### DATA LISTING ###
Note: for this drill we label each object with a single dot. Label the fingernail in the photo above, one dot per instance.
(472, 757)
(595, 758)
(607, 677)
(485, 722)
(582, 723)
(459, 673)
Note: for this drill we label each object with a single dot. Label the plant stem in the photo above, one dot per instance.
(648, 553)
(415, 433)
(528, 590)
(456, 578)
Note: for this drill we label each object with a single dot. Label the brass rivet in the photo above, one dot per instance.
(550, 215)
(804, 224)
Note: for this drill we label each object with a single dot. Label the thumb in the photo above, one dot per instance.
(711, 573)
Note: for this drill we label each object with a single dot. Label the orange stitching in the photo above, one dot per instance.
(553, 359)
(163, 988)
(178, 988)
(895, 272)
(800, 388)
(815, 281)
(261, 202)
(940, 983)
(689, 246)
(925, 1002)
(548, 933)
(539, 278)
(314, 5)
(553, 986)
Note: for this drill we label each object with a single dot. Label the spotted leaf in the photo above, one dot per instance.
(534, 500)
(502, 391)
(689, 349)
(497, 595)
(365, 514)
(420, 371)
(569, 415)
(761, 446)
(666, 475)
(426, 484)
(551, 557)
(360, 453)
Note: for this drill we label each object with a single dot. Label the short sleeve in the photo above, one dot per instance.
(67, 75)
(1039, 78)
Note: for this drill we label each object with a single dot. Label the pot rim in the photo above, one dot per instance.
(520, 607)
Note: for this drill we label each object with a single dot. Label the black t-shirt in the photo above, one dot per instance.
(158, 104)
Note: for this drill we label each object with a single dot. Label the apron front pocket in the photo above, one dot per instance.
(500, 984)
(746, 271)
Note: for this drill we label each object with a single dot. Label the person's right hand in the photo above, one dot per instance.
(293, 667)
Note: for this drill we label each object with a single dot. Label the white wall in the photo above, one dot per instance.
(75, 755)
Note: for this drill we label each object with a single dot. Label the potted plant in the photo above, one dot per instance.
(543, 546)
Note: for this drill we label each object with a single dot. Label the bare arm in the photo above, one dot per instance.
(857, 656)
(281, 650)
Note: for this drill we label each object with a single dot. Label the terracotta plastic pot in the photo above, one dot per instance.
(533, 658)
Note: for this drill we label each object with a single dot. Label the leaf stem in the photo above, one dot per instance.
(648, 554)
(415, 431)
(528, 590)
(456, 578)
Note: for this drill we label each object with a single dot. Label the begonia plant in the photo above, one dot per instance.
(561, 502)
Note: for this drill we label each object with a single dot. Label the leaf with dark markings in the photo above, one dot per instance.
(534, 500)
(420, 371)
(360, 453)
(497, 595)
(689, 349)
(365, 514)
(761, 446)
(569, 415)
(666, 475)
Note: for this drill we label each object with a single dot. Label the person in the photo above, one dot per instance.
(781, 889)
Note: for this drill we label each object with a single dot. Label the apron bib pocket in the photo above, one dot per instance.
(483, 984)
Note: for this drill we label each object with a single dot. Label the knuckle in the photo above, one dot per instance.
###
### EXERCISE INSTRUCTIONS
Reproduce the rows from the line containing "the apron bib" up to and including the last line of the rows, requests included, and add -101 to every coordinate in the answers.

### PROBLEM SOLUTION
Note: for this drill we label each object with a single dot. Label the apron bib pocket in the photo above, one dot per instance.
(382, 883)
Note: for this drill we label each object with a single dot. Label the knuckle in the photo above, one dot per instance.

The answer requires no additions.